■ TO DO ■
(1) List every limitation of CFS that the feature selection article names.
(2) Answer these from the feature selection article, one line each:
(a) What range of values does the correlation coefficient take?
(b) What formula gives the information gain of a feature?
(c) In what order are the features ranked in the last step shown?
(3) Continue the feature selection article from its last line.

■ TEXT SECTION ■
[START]

Selecting the Best Features for Your Machine Learning Model: A Comprehensive Review of Three Popular Methods

7 min readFeb 25, 2023

Correlation-based Feature Selection (CFS): CFS is a filter-based feature selection method that selects features based on their correlation with the class variable and their intercorrelation. CFS computes a subset of features that maximizes the correlation with the class while minimizing the intercorrelation between features. It does this by computing the correlation coefficient between each feature and the class and between pairs of features. The correlation coefficient measures the strength of the linear relationship between two variables, ranging from -1 (perfect negative correlation) to 1 (perfect positive correlation). CFS selects features with high correlation with the class and low intercorrelation, achieved through a search process that evaluates the subset of features.

In addition to its ability to select relevant features and minimize redundancy, CFS has advantages over other feature selection methods. CFS is computationally efficient, as it does not require training a model on the entire dataset and can handle continuous and discrete data. Moreover, CFS can handle datasets with missing values, using a subset of available features to calculate the correlation between features and the class variable.

However, CFS has some limitations as well. First, CFS assumes a linear relationship between features and the class variable, which may not be accurate in some datasets. Second, CFS may select features that are highly correlated with each other but do not provide unique information about the class variable. This can lead to overfitting and reduce the generalization performance of the model. CFS may only be suitable for datasets with a few features, as it requires computing the correlation coefficient for each pair of features, which can be computationally expensive.

To sum up, CFS is a valuable feature selection method that can help improve machine learning models' performance by selecting the most relevant features and minimizing redundancy. However, its limitations should be carefully considered before applying it to a specific dataset, and it should be compared to other feature selection methods to ensure the best performance.

The algorithm of the CFS

1. Calculate the entropy of the target class variable using the formula: H(C) = — sum(p_i * log2(p_i)), where p_i is the proportion of instances in class i.
2. For each feature F_i, calculate the conditional entropy H(C|F_i) using the formula: H(C|F_i) = — sum(p_ij * log2(p_ij)), where p_ij is the proportion of instances in class j for which feature F_i takes the value i.
3. Calculate the information gain of each feature using the formula: IG(F_i) = H(C) — H(C|F_i).
4. Rank the features based on their information gain in descending order.

[END]

■ PROVIDED DATA ■
[START]

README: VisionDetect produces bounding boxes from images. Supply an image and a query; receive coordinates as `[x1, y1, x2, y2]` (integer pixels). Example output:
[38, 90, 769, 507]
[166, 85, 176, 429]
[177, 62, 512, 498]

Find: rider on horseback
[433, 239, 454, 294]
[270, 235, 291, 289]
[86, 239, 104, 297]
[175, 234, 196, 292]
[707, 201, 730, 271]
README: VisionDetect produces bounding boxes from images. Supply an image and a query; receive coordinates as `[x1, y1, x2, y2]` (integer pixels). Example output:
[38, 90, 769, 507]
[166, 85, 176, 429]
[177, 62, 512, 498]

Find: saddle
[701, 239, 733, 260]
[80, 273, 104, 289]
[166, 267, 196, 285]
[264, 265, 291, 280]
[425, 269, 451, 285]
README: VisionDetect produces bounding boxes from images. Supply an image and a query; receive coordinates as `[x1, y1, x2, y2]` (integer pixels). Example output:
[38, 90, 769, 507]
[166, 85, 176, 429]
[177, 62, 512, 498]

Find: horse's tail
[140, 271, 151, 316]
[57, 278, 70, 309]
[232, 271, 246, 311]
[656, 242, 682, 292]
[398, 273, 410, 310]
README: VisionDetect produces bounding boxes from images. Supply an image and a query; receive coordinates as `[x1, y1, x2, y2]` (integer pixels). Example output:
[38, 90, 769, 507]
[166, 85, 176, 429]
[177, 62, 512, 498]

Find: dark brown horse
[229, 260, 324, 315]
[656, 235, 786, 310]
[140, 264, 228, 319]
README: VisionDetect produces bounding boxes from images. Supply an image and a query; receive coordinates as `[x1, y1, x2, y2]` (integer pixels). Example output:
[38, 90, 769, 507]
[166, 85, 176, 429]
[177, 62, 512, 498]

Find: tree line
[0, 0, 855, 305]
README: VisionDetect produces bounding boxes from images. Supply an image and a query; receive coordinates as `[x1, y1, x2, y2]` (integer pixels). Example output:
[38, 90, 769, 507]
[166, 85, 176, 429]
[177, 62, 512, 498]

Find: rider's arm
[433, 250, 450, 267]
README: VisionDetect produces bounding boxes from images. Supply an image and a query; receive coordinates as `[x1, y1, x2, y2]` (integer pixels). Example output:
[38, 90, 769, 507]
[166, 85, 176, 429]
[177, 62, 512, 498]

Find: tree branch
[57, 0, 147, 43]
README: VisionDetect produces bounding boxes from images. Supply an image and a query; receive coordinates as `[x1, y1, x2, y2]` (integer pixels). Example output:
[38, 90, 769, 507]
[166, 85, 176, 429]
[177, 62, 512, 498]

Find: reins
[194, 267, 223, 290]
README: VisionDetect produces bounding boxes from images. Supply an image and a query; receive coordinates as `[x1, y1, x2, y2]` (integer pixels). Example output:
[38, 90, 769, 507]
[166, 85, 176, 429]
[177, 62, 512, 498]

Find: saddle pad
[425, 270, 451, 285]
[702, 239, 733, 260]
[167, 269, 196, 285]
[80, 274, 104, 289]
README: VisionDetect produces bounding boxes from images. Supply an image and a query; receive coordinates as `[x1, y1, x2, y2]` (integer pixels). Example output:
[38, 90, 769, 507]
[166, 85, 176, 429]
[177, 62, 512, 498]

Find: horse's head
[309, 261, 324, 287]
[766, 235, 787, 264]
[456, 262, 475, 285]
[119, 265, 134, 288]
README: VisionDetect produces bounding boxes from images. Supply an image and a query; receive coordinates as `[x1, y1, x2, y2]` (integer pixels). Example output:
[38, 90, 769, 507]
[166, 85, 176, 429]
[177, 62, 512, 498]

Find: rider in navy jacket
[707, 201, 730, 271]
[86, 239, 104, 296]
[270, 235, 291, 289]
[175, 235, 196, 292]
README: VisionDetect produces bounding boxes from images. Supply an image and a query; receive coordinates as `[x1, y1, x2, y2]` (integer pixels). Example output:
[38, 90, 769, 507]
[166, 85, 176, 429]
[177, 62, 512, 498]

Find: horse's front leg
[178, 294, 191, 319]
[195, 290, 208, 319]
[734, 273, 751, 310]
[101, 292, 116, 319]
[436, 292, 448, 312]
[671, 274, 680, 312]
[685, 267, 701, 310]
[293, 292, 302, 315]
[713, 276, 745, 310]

[END]

■ OUTPUTS BY TASK ■
(1)
- CFS assumes a linear relationship between features and the class variable, which may not be accurate in some datasets.
- CFS may select features that are highly correlated with each other but do not give unique information about the class variable, which can lead to overfitting and weaker generalization.
- CFS may only suit datasets with few features, because computing the correlation coefficient for each pair of features can be computationally expensive.

(2)
(a) From -1 (perfect negative correlation) to 1 (perfect positive correlation).
(b) IG(F_i) = H(C) — H(C|F_i).
(c) By information gain, in descending order.

(3)
5. Select the top-k features with the highest information gain as the subset of features for training the model.

The sample code will be like

from sklearn.feature_selection import SelectKBest
from sklearn.feature_selection import mutual_info_classif

X, y = load_dataset()

k = 10
selector = SelectKBest(score_func=mutual_info_classif, k=k)
X_new = selector.fit_transform(X, y)

model = train_model(X_new, y)

In this example, we first load the dataset X and target variable y. Then, we create a SelectKBest object and specify mutual_info_classif the score function to use for selecting the features. We set k=10 to select the top 10 features with the highest information gain. We then fit the selector on the dataset using fit_transform and obtain the new dataset X_new with only the selected features.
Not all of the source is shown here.